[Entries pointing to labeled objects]

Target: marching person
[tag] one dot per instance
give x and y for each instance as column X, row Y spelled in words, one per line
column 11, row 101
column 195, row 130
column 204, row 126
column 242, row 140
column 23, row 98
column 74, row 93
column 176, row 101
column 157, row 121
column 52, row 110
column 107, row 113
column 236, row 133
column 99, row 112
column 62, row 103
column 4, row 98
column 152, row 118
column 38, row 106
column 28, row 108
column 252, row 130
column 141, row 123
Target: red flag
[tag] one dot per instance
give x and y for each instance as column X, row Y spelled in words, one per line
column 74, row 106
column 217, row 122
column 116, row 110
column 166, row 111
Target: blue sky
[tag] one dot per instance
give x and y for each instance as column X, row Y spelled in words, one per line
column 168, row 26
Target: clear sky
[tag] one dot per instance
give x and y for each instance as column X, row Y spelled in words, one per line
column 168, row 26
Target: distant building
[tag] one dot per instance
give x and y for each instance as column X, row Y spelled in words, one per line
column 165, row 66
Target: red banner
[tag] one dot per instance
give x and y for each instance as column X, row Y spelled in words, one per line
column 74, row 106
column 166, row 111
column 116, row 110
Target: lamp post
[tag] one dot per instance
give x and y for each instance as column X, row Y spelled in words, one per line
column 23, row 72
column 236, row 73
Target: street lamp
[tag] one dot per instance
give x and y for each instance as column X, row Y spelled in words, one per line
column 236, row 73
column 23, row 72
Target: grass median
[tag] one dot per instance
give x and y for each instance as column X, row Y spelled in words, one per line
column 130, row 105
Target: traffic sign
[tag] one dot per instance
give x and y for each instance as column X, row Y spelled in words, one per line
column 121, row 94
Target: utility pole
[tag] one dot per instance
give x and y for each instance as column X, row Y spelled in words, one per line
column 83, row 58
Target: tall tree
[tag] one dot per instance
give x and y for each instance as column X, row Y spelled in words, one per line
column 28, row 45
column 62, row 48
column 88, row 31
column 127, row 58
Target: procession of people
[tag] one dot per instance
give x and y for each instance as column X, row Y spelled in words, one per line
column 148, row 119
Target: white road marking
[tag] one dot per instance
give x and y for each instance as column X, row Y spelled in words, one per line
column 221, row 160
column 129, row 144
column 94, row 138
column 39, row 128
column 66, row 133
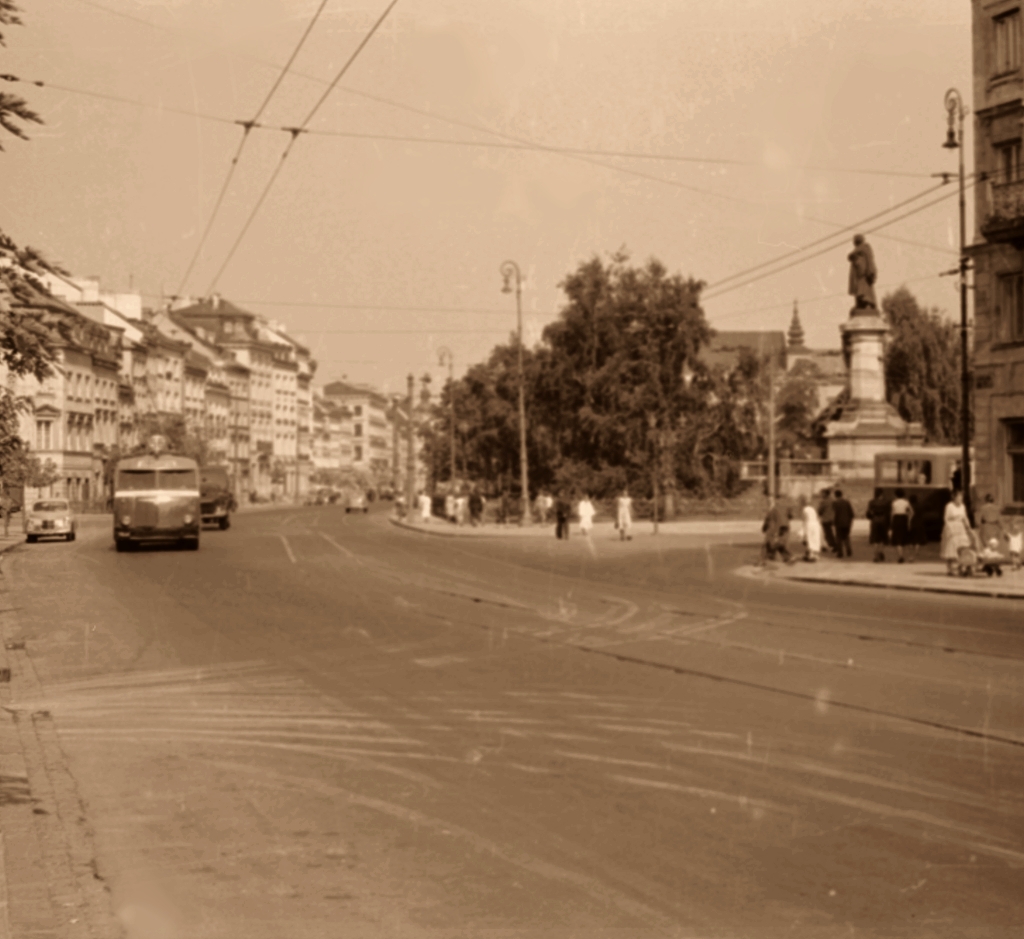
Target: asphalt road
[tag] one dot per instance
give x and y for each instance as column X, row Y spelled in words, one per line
column 320, row 725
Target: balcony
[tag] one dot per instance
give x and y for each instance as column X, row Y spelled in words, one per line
column 1005, row 221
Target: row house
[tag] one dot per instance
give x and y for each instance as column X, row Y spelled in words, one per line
column 998, row 252
column 331, row 440
column 372, row 432
column 72, row 424
column 274, row 385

■ Exercise description
Copy the records word for word, from the start through the line that contains "column 141, row 123".

■ Response for this exercise
Target: marching person
[tag] one dot per instance
give x and y for each instance as column X, row Y spelled in words, one per line
column 11, row 101
column 195, row 130
column 204, row 126
column 242, row 140
column 23, row 98
column 74, row 93
column 176, row 101
column 157, row 121
column 52, row 110
column 107, row 113
column 236, row 133
column 99, row 112
column 62, row 103
column 4, row 98
column 152, row 118
column 38, row 106
column 28, row 108
column 252, row 130
column 141, row 123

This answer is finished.